## Extract
========================
The 9/11 Commission Report, page 65, ``All but one of the 9/11 hijackers acquired some form of United States identification document, some by fraud.'' Acquisition of these forms of identification would have assisted them in boarding commercial flights, renting cars, and other necessary activities.

The 9/11 Commission Report, page 390, ``My daughter worked at the Republican Convention this summer. I worried about her. Unbeknownst to me, during the convention an illegal alien from Pakistan was picked up and arrested for attempting to bomb the Herald Square subway station. She rode on that subway every day going back and forth to work.'' He was quoted as saying, ``I want at least 1,000 to 2,000 to die in a single day.'' And that alien had applied for asylum.

Mr. Speaker, these are sensible provisions. We are completing the work of the Intel bill, and I support it. We need to get it done and we need bipartisan support.

Mr. HASTINGS of Florida. Mr. Speaker, I yield myself such time as I may consume.

Mr. Speaker, I ask the gentleman from Georgia (Mr. Gingrey) whether he is on the Committee on the Judiciary.

Mr. GINGREY. Mr. Speaker, will the gentleman yield?

Mr. HASTINGS of Florida. I yield to the gentleman from Georgia.

Mr. GINGREY. Mr. Speaker, I am not on the Committee on the Judiciary.

Mr. HASTINGS of Florida. Mr. Speaker, the gentleman from Georgia and I are on the Committee on Rules, and we know this measure did not come up until 2 hours just before we went in there. We also know there were no hearings. We also know that the 9/11 Commission went much further than what the gentleman presented here today.

Mr. Speaker, I yield 1 minute to the gentleman from California (Mr. Berman), a member of the Committee on the Judiciary, to give a more exemplary outline of what transpired.

Mr. BERMAN. Mr. Speaker, what I would have asked the gentleman from Georgia (Mr. Gingrey), had he been willing to yield some time, was to show me where in the 9/11 Report it makes any reference to making any of the changes in the asylum law that are being proposed by the majority here in this bill. There is no reference to that whatsoever, because the 9/11 Commission knew that terrorists and threats to national security cannot get asylum.

Instead, the majority, because it does not agree with the Commission on Religious Freedom, because it does not accept fundamental traditions of people who have a well-founded fear of persecution based on their political attitudes or their ethnicity or their religion or their gender, they do not want to make sure they are able to get asylum, they dump a whole bunch of things that have nothing to do with terrorism in here, not recommended by the 9/11 Commission Report, and then try to claim we are simply fulfilling the 9/11 Commission recommendations.

Mr. SESSIONS. Mr. Speaker, I yield 2 minutes to the gentleman from Oklahoma (Mr. Sullivan).

Mr. SULLIVAN. Mr. Speaker, I rise in strong support of this rule and H.R. 418, the REAL ID Act of 2005. The 9/11 Commission Report stated that the abuse of the immigration system and a lack of interior immigration enforcement were unwittingly working together to support terrorist activity.

This bill will establish common-sense requirements for proof of identification for all driver's licenses and State-issued identification cards. This would stop the abuse of our asylum system by terrorist aliens and finish construction of a border fence that will secure one of the most trafficked corridors for illegal aliens and safeguard the United States Naval base in San Diego, California.
========================
## Tasks to complete
1. In the floor debate on the REAL ID Act, which committee does Mr. Gingrey say he is not on?
2. Pick up the floor debate on the REAL ID Act after its last sentence and carry it on in the same style.

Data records
========================
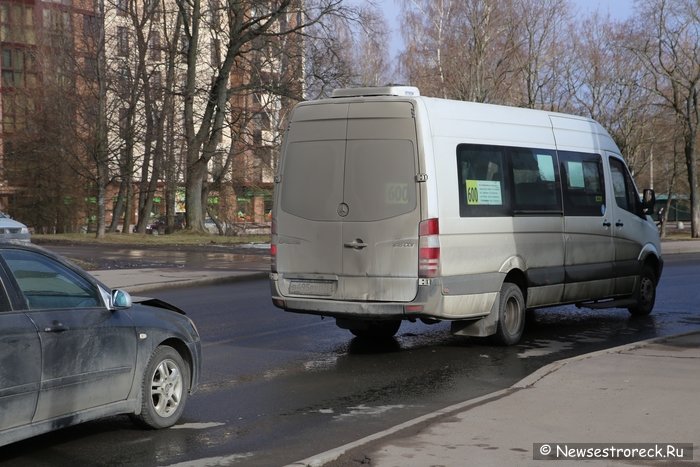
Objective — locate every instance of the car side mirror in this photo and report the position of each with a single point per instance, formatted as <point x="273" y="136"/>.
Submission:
<point x="121" y="299"/>
<point x="648" y="201"/>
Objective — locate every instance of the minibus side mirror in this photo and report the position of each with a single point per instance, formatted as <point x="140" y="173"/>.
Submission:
<point x="648" y="201"/>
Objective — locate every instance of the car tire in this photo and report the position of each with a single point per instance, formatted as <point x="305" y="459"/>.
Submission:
<point x="645" y="295"/>
<point x="377" y="329"/>
<point x="164" y="389"/>
<point x="511" y="315"/>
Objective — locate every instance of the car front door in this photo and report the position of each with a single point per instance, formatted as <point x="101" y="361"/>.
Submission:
<point x="20" y="366"/>
<point x="631" y="229"/>
<point x="88" y="352"/>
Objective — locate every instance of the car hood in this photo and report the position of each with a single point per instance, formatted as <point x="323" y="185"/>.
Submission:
<point x="154" y="302"/>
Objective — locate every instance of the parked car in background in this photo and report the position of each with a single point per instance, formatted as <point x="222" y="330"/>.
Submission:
<point x="11" y="230"/>
<point x="73" y="350"/>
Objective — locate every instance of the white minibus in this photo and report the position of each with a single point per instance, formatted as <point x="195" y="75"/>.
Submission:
<point x="393" y="206"/>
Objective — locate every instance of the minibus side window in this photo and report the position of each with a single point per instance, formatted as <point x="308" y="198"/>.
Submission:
<point x="583" y="184"/>
<point x="482" y="187"/>
<point x="625" y="192"/>
<point x="535" y="181"/>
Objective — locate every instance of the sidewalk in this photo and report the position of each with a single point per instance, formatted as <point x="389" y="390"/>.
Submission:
<point x="143" y="280"/>
<point x="645" y="392"/>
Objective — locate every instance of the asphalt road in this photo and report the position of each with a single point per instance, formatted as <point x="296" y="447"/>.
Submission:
<point x="278" y="387"/>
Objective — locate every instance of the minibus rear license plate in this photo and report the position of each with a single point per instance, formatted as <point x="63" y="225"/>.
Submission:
<point x="317" y="288"/>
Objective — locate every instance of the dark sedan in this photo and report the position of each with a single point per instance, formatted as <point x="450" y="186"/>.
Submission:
<point x="73" y="350"/>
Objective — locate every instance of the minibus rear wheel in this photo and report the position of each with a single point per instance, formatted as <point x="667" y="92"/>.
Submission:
<point x="511" y="315"/>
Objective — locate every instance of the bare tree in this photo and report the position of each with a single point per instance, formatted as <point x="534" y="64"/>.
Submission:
<point x="205" y="113"/>
<point x="668" y="45"/>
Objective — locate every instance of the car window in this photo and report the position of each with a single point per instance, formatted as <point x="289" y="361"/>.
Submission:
<point x="626" y="195"/>
<point x="47" y="284"/>
<point x="583" y="184"/>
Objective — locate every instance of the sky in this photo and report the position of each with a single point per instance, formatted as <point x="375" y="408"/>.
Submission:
<point x="618" y="9"/>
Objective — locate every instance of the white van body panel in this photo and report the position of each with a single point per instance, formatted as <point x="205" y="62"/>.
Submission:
<point x="345" y="264"/>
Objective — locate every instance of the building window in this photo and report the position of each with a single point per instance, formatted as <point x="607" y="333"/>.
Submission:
<point x="122" y="41"/>
<point x="91" y="27"/>
<point x="154" y="45"/>
<point x="123" y="123"/>
<point x="17" y="23"/>
<point x="157" y="85"/>
<point x="123" y="81"/>
<point x="122" y="7"/>
<point x="152" y="9"/>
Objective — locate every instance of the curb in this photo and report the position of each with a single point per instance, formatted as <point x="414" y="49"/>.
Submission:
<point x="526" y="383"/>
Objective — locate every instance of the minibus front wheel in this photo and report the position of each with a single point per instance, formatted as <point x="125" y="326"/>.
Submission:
<point x="511" y="315"/>
<point x="645" y="295"/>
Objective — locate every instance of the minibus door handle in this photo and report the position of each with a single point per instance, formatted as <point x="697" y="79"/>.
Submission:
<point x="356" y="245"/>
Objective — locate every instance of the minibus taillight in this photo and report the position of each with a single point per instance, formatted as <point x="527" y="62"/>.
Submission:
<point x="428" y="248"/>
<point x="273" y="247"/>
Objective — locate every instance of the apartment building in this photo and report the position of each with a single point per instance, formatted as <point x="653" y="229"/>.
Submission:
<point x="146" y="53"/>
<point x="144" y="71"/>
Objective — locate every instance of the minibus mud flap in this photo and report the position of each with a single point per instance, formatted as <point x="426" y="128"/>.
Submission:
<point x="603" y="304"/>
<point x="481" y="327"/>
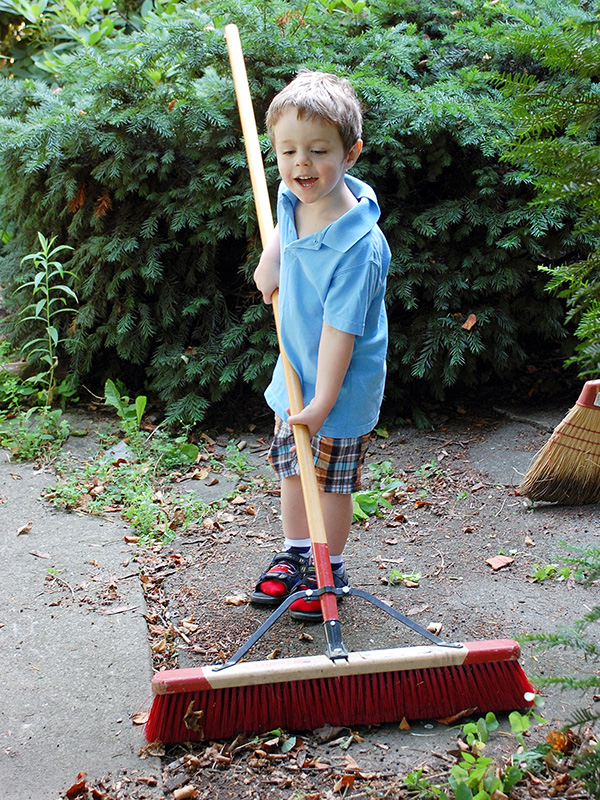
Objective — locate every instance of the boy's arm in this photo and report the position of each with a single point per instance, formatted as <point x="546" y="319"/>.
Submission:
<point x="335" y="352"/>
<point x="266" y="274"/>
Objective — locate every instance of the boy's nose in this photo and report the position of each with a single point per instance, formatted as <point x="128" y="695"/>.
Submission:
<point x="302" y="158"/>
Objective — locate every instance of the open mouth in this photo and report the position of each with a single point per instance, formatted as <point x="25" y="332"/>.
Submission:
<point x="306" y="182"/>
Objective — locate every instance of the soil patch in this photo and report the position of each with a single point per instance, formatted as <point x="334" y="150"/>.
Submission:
<point x="432" y="555"/>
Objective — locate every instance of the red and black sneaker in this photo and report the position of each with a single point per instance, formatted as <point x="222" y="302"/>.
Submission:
<point x="283" y="575"/>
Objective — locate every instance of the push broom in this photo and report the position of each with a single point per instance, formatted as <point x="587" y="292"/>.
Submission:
<point x="430" y="681"/>
<point x="567" y="469"/>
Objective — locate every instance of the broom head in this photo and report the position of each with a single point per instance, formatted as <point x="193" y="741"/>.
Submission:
<point x="567" y="469"/>
<point x="305" y="693"/>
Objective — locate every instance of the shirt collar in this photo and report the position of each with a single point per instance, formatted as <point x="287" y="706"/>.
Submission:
<point x="346" y="231"/>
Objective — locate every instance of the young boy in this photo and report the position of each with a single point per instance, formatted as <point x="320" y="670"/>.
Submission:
<point x="329" y="260"/>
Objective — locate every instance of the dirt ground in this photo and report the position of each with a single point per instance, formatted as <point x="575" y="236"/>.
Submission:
<point x="428" y="555"/>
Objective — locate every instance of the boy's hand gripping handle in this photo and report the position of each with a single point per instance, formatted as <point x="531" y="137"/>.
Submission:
<point x="310" y="490"/>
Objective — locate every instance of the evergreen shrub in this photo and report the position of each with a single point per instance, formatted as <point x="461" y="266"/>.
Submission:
<point x="133" y="156"/>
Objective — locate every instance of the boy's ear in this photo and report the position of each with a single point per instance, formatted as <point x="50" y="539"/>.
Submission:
<point x="353" y="154"/>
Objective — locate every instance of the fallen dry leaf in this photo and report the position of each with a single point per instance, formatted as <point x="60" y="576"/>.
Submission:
<point x="557" y="740"/>
<point x="497" y="562"/>
<point x="119" y="610"/>
<point x="185" y="792"/>
<point x="467" y="712"/>
<point x="345" y="782"/>
<point x="24" y="529"/>
<point x="155" y="748"/>
<point x="79" y="787"/>
<point x="191" y="718"/>
<point x="236" y="600"/>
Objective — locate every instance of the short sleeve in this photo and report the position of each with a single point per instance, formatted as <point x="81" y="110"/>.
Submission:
<point x="349" y="297"/>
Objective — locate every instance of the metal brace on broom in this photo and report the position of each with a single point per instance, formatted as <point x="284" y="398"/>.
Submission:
<point x="329" y="260"/>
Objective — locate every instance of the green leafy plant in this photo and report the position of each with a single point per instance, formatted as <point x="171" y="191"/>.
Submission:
<point x="130" y="413"/>
<point x="419" y="787"/>
<point x="140" y="160"/>
<point x="236" y="460"/>
<point x="368" y="503"/>
<point x="383" y="471"/>
<point x="397" y="577"/>
<point x="33" y="436"/>
<point x="49" y="294"/>
<point x="557" y="110"/>
<point x="542" y="572"/>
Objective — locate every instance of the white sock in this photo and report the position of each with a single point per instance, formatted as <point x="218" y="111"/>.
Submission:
<point x="300" y="546"/>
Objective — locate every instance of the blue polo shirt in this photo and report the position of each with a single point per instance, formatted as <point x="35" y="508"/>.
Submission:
<point x="337" y="276"/>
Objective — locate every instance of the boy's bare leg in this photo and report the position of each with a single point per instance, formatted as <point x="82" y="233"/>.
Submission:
<point x="336" y="508"/>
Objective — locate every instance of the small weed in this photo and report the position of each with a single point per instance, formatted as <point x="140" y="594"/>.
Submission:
<point x="236" y="460"/>
<point x="49" y="294"/>
<point x="396" y="578"/>
<point x="129" y="412"/>
<point x="36" y="434"/>
<point x="542" y="572"/>
<point x="420" y="788"/>
<point x="367" y="504"/>
<point x="429" y="471"/>
<point x="382" y="471"/>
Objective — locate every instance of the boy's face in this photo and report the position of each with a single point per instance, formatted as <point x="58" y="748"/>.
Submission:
<point x="311" y="157"/>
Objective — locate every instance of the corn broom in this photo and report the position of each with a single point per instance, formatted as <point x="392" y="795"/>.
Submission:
<point x="567" y="469"/>
<point x="344" y="688"/>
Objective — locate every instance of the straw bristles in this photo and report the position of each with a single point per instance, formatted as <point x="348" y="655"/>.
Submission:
<point x="567" y="468"/>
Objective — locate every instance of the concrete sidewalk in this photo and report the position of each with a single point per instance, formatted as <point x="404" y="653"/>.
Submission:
<point x="74" y="658"/>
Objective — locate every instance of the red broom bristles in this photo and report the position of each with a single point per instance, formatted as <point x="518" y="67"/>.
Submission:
<point x="296" y="705"/>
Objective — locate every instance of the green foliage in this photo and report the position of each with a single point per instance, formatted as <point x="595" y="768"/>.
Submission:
<point x="581" y="638"/>
<point x="36" y="37"/>
<point x="135" y="159"/>
<point x="558" y="114"/>
<point x="34" y="435"/>
<point x="129" y="413"/>
<point x="48" y="302"/>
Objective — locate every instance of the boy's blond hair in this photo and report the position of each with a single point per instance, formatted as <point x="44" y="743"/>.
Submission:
<point x="320" y="94"/>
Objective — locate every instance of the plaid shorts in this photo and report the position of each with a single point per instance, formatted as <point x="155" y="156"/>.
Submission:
<point x="338" y="462"/>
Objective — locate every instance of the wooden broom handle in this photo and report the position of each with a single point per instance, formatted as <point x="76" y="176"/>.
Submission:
<point x="310" y="489"/>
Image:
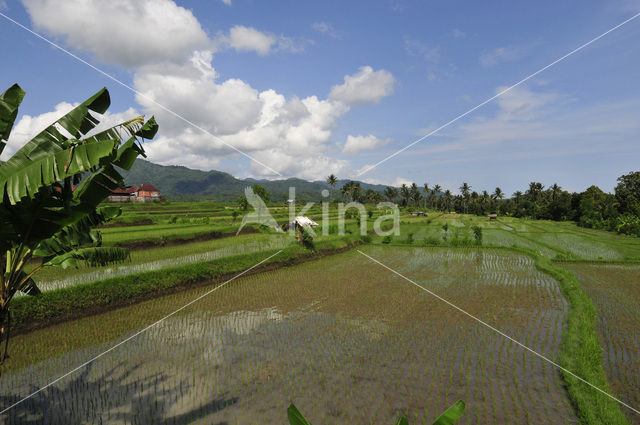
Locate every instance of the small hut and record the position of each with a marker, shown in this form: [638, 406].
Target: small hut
[299, 223]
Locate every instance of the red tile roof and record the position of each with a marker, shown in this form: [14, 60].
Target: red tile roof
[148, 188]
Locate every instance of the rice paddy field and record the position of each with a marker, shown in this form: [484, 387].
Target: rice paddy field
[343, 338]
[348, 341]
[615, 290]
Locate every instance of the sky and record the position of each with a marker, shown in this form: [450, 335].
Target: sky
[304, 89]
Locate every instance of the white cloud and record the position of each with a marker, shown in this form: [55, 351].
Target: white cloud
[457, 33]
[288, 135]
[356, 144]
[248, 39]
[399, 181]
[120, 31]
[172, 68]
[499, 55]
[27, 126]
[327, 29]
[366, 86]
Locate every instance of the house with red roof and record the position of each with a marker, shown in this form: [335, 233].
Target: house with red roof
[144, 193]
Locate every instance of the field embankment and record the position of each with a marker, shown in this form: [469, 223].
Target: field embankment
[89, 298]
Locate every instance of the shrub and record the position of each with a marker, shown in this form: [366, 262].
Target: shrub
[431, 241]
[307, 239]
[477, 234]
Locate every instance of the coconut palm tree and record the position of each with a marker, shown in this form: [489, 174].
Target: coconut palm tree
[427, 192]
[44, 217]
[498, 194]
[555, 191]
[405, 194]
[447, 199]
[464, 191]
[332, 180]
[391, 193]
[415, 194]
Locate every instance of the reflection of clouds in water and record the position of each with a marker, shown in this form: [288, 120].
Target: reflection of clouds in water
[207, 335]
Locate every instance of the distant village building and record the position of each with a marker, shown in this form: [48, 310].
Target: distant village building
[143, 193]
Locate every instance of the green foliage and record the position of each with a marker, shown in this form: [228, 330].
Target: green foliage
[73, 300]
[307, 238]
[452, 414]
[261, 192]
[410, 238]
[41, 215]
[477, 234]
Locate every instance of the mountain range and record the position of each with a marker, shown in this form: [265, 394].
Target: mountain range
[182, 183]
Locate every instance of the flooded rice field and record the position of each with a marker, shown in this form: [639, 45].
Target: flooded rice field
[343, 338]
[615, 290]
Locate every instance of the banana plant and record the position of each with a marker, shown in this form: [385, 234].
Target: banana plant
[449, 416]
[50, 191]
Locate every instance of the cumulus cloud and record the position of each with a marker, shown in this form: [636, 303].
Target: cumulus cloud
[356, 144]
[29, 126]
[366, 86]
[248, 39]
[500, 55]
[288, 135]
[122, 32]
[327, 29]
[204, 120]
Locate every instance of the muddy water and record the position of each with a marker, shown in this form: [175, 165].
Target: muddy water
[344, 339]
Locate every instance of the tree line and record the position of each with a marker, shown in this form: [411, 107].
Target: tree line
[593, 208]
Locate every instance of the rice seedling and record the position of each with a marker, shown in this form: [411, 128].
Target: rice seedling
[346, 341]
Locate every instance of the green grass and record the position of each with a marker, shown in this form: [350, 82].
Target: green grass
[125, 289]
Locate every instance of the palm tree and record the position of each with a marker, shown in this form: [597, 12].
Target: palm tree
[535, 189]
[332, 180]
[41, 215]
[434, 192]
[517, 195]
[404, 193]
[415, 194]
[427, 192]
[498, 194]
[391, 193]
[464, 191]
[484, 200]
[447, 199]
[555, 191]
[345, 190]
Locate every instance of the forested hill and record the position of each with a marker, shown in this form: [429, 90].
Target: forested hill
[182, 183]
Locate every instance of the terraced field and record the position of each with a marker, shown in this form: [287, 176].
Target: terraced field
[615, 290]
[345, 339]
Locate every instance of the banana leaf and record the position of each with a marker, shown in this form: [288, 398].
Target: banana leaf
[9, 102]
[96, 256]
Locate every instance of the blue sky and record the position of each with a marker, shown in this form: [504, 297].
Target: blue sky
[318, 87]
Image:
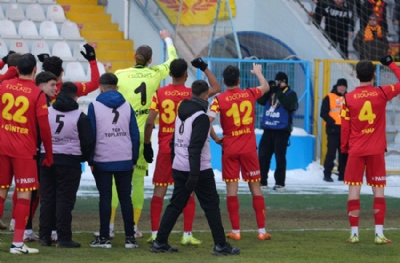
========================
## Task results
1. The Committee on the Judiciary.

2.
We know that all but one of the 9/11 hijackers acquired some type of U.S. identification documents. In fact, the 19 hijackers had 63 driver's licenses among them. These licenses assisted the terrorists in boarding commercial flights, renting cars and other activities necessary to carry out their horrible plans.

{time} 1345

This legislation ensures that terrorists will not be able to game our system any longer and we cannot allow mass murderers into our country any longer.

Mr. Speaker, according to the U.S. Immigration and Customs Enforcement Agency, more than 3 million illegal aliens came across our border last year, and I bet probably more than that. We have no idea where they are or where they are from. However we do know that during the 9-month period from October, 2003, through June, 2004, over 44,000 non-Mexican aliens were caught trying to cross the northern and southern U.S. borders. Among these aliens, several hundred were from the Mideast countries unfriendly to the United States. Without this legislation, many more will come; and this is a risk we cannot afford to take.

Mr. HASTINGS of Florida. Mr. Speaker, I gather those unfriendly nations were like Saudi Arabia where 15 of the 19 hijackers came from.

Mr. Speaker, I yield 2 minutes to the gentleman from Texas (Mr. Hinojosa), who lives in south Texas and is on the Texas-Mexican border and may have some experiences in this regard.

Mr. HINOJOSA. Mr. Speaker, I rise in opposition to H.R. 418, the REAL ID Act. I do come from south Texas, and I was born and raised in the area, and I can speak to this situation.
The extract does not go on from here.